▸ Exercise goal
Transcribe the line with "positive clicks: (20, 37) (30, 31)" and all the lines that follow it in the material below, exactly as they stand.
Data supplied START
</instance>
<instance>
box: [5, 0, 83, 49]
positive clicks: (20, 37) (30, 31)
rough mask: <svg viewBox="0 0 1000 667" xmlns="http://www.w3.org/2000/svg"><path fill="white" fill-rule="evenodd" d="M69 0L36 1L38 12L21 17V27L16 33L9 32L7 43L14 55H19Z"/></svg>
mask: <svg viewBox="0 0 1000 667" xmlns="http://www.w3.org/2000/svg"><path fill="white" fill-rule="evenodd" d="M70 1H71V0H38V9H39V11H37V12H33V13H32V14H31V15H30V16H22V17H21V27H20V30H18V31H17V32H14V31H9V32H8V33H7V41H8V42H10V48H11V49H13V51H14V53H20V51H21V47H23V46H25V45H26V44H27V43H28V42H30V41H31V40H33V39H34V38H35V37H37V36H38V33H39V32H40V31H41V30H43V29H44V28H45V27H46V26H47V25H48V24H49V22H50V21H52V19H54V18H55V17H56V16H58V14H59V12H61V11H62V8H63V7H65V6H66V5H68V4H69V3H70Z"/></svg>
Data supplied END
▸ Exercise solution
positive clicks: (20, 37) (30, 31)
rough mask: <svg viewBox="0 0 1000 667" xmlns="http://www.w3.org/2000/svg"><path fill="white" fill-rule="evenodd" d="M69 0L36 1L38 12L21 17V27L16 33L9 32L7 43L14 55H19Z"/></svg>
mask: <svg viewBox="0 0 1000 667" xmlns="http://www.w3.org/2000/svg"><path fill="white" fill-rule="evenodd" d="M70 1H71V0H38V9H39V11H37V12H33V13H32V14H31V15H30V16H22V17H21V27H20V30H18V31H17V32H14V31H9V32H8V33H7V41H8V42H10V48H11V49H13V51H14V53H20V51H21V47H23V46H25V45H26V44H27V43H28V42H30V41H31V40H33V39H34V38H35V37H37V36H38V33H39V32H40V31H41V30H43V29H44V28H45V27H46V26H47V25H48V24H49V22H50V21H52V19H54V18H55V17H56V16H58V14H59V12H61V11H62V8H63V7H65V6H66V5H68V4H69V3H70Z"/></svg>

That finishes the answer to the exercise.